#### [What you should do]
Two lines below mark the span: the one containing "188L531 183L499 184L498" and the one containing "198L489 201L491 196L444". Set down both, plus every line between, exactly as they stand, and nothing else.

#### [Given records]
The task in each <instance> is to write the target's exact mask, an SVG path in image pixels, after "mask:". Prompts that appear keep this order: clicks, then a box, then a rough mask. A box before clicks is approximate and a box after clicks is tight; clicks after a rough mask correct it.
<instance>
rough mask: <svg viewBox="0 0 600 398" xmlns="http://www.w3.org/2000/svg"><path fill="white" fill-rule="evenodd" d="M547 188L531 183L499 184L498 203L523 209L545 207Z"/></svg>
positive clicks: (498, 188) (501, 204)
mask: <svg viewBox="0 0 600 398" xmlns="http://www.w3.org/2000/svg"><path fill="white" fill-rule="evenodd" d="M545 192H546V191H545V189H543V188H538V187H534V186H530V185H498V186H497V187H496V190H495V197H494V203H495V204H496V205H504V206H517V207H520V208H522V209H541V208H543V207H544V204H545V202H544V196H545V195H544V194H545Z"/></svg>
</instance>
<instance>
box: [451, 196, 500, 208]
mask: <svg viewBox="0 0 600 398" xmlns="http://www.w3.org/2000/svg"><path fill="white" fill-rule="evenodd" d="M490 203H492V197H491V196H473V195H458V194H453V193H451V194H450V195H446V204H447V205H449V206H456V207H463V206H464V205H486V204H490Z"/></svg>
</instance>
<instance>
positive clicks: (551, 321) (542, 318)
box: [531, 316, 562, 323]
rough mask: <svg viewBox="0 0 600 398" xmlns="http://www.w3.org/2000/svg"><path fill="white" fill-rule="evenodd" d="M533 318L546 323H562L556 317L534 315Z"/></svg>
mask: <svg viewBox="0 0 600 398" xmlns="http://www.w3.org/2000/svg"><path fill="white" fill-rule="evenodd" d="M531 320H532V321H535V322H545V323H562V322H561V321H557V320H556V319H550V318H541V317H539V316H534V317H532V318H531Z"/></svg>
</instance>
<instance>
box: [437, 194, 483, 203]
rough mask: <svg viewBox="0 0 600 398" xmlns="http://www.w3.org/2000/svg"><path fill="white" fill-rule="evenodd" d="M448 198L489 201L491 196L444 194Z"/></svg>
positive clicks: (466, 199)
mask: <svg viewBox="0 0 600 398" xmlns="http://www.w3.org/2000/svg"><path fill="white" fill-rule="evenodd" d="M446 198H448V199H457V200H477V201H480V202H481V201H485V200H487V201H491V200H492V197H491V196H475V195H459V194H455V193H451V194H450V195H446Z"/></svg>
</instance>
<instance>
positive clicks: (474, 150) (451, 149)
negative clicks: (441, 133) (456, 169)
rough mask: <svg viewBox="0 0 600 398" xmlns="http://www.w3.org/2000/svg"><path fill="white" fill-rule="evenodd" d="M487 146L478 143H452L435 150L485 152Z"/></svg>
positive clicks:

#### [Solution for this problem]
rough mask: <svg viewBox="0 0 600 398" xmlns="http://www.w3.org/2000/svg"><path fill="white" fill-rule="evenodd" d="M547 188L531 183L499 184L498 203L523 209L545 207Z"/></svg>
positive clicks: (498, 188) (501, 204)
mask: <svg viewBox="0 0 600 398" xmlns="http://www.w3.org/2000/svg"><path fill="white" fill-rule="evenodd" d="M545 192H546V191H545V189H543V188H538V187H534V186H530V185H498V186H497V187H496V190H495V197H494V203H495V204H496V205H504V206H517V207H520V208H522V209H541V208H543V207H544V204H545V202H544V196H545V195H544V194H545Z"/></svg>
</instance>
<instance>
box: [451, 196, 500, 208]
mask: <svg viewBox="0 0 600 398" xmlns="http://www.w3.org/2000/svg"><path fill="white" fill-rule="evenodd" d="M490 203H492V197H491V196H473V195H458V194H453V193H451V194H450V195H446V204H447V205H449V206H456V207H463V206H464V205H486V204H490Z"/></svg>
</instance>
<instance>
positive clicks: (551, 321) (542, 318)
box: [531, 316, 562, 323]
rough mask: <svg viewBox="0 0 600 398" xmlns="http://www.w3.org/2000/svg"><path fill="white" fill-rule="evenodd" d="M533 318L546 323H562L556 317L534 315Z"/></svg>
mask: <svg viewBox="0 0 600 398" xmlns="http://www.w3.org/2000/svg"><path fill="white" fill-rule="evenodd" d="M531 320H532V321H535V322H545V323H562V322H561V321H557V320H556V319H550V318H541V317H539V316H534V317H532V318H531Z"/></svg>
</instance>
<instance>
box: [437, 194, 483, 203]
rough mask: <svg viewBox="0 0 600 398" xmlns="http://www.w3.org/2000/svg"><path fill="white" fill-rule="evenodd" d="M448 198L489 201L491 196L444 194Z"/></svg>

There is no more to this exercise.